## Requirement
Copy out the whole listing exactly as written, leaving the pictures behind.
"""
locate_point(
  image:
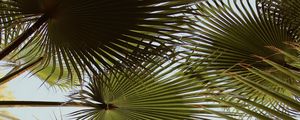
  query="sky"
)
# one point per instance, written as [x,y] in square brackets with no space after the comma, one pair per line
"""
## Written response
locate_point(
  image:
  query="sky"
)
# one point per instance, written as [x,y] in square brackets with no space after the comma, one pair per line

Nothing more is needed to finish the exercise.